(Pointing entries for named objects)
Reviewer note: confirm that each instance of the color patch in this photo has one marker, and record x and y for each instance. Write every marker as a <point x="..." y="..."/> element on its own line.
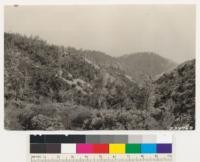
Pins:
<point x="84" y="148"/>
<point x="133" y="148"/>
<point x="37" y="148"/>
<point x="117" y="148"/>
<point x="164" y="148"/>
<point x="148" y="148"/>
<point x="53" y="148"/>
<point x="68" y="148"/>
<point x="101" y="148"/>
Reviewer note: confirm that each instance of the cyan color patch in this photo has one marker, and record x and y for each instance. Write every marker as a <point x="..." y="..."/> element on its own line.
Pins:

---

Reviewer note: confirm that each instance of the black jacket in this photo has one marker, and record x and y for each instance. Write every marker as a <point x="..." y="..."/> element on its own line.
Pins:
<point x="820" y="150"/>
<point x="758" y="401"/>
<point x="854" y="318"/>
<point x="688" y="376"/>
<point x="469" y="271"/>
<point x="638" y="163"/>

■ Stated exercise ■
Return each line of the listing above that contains the string "this". Case counts.

■ Solution ■
Reviewer note: confirm that each instance of the color patch in this photo has one marker, and record x and y for each instance. Write every marker as a <point x="..." y="..."/> element on its own line.
Reviewer note: confirm that each instance of the cyan color patch in this photo has one marker, and record x and y for each instance. Write every marker as a <point x="..." y="..."/> element on its own line.
Reviewer note: confirm that each instance of the black jacket in this photo has one marker, and record x and y for each instance. Write every marker as a <point x="..." y="..."/> element on its own line.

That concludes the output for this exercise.